> YOUR GOAL
Extend the essay on mentor and mentee relationships, picking up right after its final paragraph.
═══ READING PASSAGE ═══
By Fran Plowright and Bianca Manu
I have recently been pondering precisely what is it that makes a successful mentor/ mentee relationship work? As a friend and colleague – who runs her own mentoring programme for women Angel Investors in the waiting pointed out over lunch, ‘the thing that busy mentors hate the most, is to be invited out for a coffee!’.
But if mentors don’t want a vague, non specific kind of a chat over a flat white, then what do they want from the relationship and how do mentors and mentees find the perfect match?
In ‘Lean In’, Sheryl Sandberg says that the mentor / mentee relationship works best if the mentor and mentee find each other organically; ‘if you have to ask someone if they will mentor you, then they shouldn’t be your mentor’. Sheryl’s point suggests relationships can only be sustainable if there is a true and natural connection between mentor and mentee rather than an involuntary connection.
So if a mentor and a mentee should be lucky enough to ‘find each other’ or at least – let’s be realistic here – in many cases, unless you already work in the field of youth engagement – finding each other, often will require a helping hand in the form of organisations or individuals whose role it is to facilitate these ‘perfect matches’.
Once that relationship has had a few debut dates and in some cases, a few managed sessions – perhaps goals are brainstormed, discussed and then written down, the relationship begins – but what next? There is no ‘one size fits all’ plan of a mentor/ mentee relationship and no finite period of time during which this thunderbolt, impactful relationship will happen.
What does a busy mentor want out of their role? Why do they want to do it?
What do phrases like ‘to put something back’, ‘to share some of my hard earned knowledge, experiences, wisdom, stories’ mean? It seems to me that what they want is a purpose and a real role, something specific rather than a vague response to ‘I want to do what you do, how do I get there?’ and involved issues to unpack using their experience and expertise.
Feedback from a conversation with a CEO at a successful multi-platform production company revealed that he would like a ‘satisfying relationship’ with a person whom he would mentor through regular, honest and meaningful meetings rather than light touch and superficial contact:
I would rather give up more of my own and my staff’s time and have a greater sense of investment in that person than a few superficial meets and placement of someone in my company without a goal or a purpose, it would feel more authentic and ultimately much more satisfying I believe.
I think these are good questions that any prospective mentor should be asking themselves; ‘what do you want out of this contract?’ and ‘what is the impact you would like to have?’, at the same time, a mentee seeking some guidance and support should also think about what qualities they are looking for from their mentor and more specifically, to come up with a list of concrete questions and to take along something specific or issues to get feedback on rather than vague statements.
Most importantly, I think that a successful mentor/ mentee union, also has a lot to do with the reciprocity. It never is just a one-way street, and as much wisdom often comes from the mentee as from the mentor through a good relationship which is built over time, with trust and respect being the most important qualities both should be imbuing the relationship with.
That brings me neatly onto one of my mentee’s Bianca Manu, and my experience of watching her give a talk at ‘Grown Your Own Talent ‘ at the International Festival for Business at the beginning of July.
I have known and worked with Bianca for four years and over that time we have definitely gone on a bit of a journey together. She is now just going into her second year studying English Literature at Manchester University and is also a successful young entrepreneur, assistant, researcher and environmentalist in her own right.
═══ INFORMATION SUPPLIED ═══
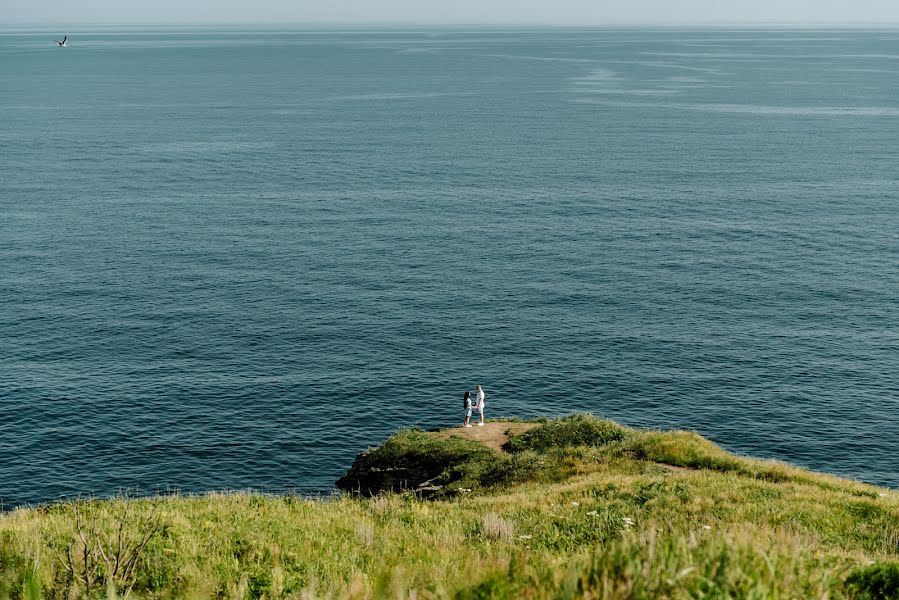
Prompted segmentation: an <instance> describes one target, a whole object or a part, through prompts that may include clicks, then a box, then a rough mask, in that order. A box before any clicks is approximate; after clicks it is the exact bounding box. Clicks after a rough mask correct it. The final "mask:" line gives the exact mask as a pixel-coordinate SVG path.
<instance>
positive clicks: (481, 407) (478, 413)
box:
═══
> ANSWER TO THIS EXERCISE
Bianca joined a programme I was working on called Headstart which documented the welcoming of the world leading up to and during the 2012 Olympics from a young East Londoner’s perspective using social media. I saw something in Bianca and she in me and she has worked for me on and off as an assistant and researcher ever since.
Along with another employer of Bianca’s, – when she isn’t at ‘Uni’, we have both been lucky enough to mentor her, I say lucky because as much as I know I have had positive impact on Bianca and some of the choices she has made and continues to make, she also has brought her voice into the work that I do. As a person who works in youth engagement as I do, having a good and on-going relationship with the young people I work with like Bianca and other inspirational young people including Kimberley Nyamhondera, who also guests on my blog, I would not be able to do my job properly. The input, intelligence, research they give me and their resources and network of their peers is absolutely invaluable to the work that I do
So, going back to the conference, at the beginning of July, I travelled up to Liverpool to watch Bianca give her first – of many I’m sure – talks and as her mentor and employer, I was very moved and proud to see her standing on the platform delivering her own presentation at part of the Liverpool International Festival of Business about what she thinks makes for a good young prospective employee and what the ingredients for successful mentoring and work opportunities for the next generation..
At this point, I am going to hand over to Bianca herself who will pick up the blog from here:
On Wednesday, 9th July, I spoke at the International Festival for business’s two-day event: ‘Grow your own talent’. Held in Liverpool, the event explored the importance of retaining and recruiting young talent to develop industries and workforces.
With the number of work opportunities and graduate programmes increasing, the event delivered practical advice in the employment sector focusing on both traditional methods of recruitment as well as offering an in depth look at the dynamic schemes designed to engage employers with employees, such as apprenticeships and traineeships.
The opportunity arose from a recent feature in Sheryl Sandberg’s international bestseller, “Lean In: the graduate edition”.
By relating my own experiences of transitioning from internships to employment, I explored the importance of employers adapting to understand and attract young talent whilst creating mutually beneficial working and mentoring environments.
It’s particularly through employers and mentors like Fran, who’ve allowed me to grow and develop my skills professionally whilst teaching me important life skills that influence the decisions and work ethic I maintain today.
The opportunity to work with employers who consider and care about me has given me the confidence to believe in my ability and understand the process of translating ideas into reality.
Its so important young people are given the opportunity to have mentors and reap the benefits of guidance from someone who’s been there, done it and wears the t-shirt.
Young people should be given a larger platform to experiment and test their abilities.The constant reassurance, trust and cultivation has made me grateful for the opportunities I have been afforded.